Сообщите, в скольких строках пунктов ниже встречается слово «white» с учетом регистра, и укажите в ответе только число.
• • •
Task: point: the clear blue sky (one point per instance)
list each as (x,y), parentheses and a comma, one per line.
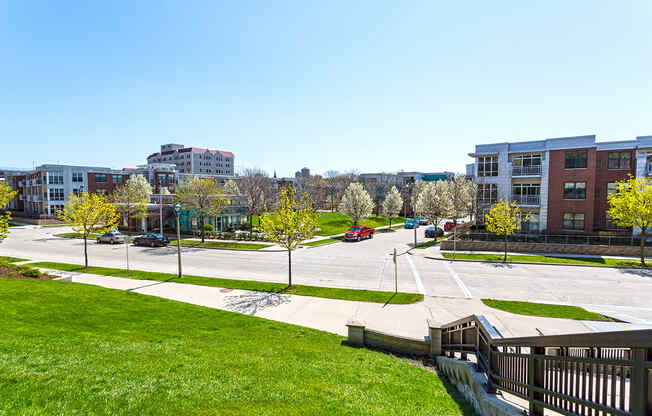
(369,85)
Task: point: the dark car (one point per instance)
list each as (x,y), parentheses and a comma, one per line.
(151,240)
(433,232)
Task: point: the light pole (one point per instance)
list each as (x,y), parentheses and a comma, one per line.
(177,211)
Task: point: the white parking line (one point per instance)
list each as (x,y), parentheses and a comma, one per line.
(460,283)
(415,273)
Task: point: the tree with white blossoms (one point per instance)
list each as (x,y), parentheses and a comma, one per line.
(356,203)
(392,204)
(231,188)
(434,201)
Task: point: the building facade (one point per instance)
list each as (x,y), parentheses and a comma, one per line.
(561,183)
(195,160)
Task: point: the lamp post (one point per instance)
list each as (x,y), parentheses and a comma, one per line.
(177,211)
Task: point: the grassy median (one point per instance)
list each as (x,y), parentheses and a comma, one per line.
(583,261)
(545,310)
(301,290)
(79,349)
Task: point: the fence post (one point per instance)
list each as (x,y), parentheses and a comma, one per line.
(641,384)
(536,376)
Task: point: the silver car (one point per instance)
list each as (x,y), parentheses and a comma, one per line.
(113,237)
• • •
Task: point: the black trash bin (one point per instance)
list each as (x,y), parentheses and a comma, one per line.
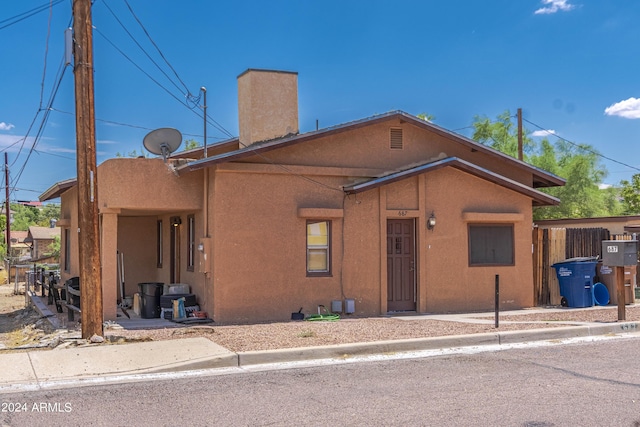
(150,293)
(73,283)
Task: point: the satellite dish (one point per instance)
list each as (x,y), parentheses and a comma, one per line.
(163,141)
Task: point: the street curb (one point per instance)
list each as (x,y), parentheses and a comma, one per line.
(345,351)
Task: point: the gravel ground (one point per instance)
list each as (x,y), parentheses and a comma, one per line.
• • •
» ОТВЕТ: 2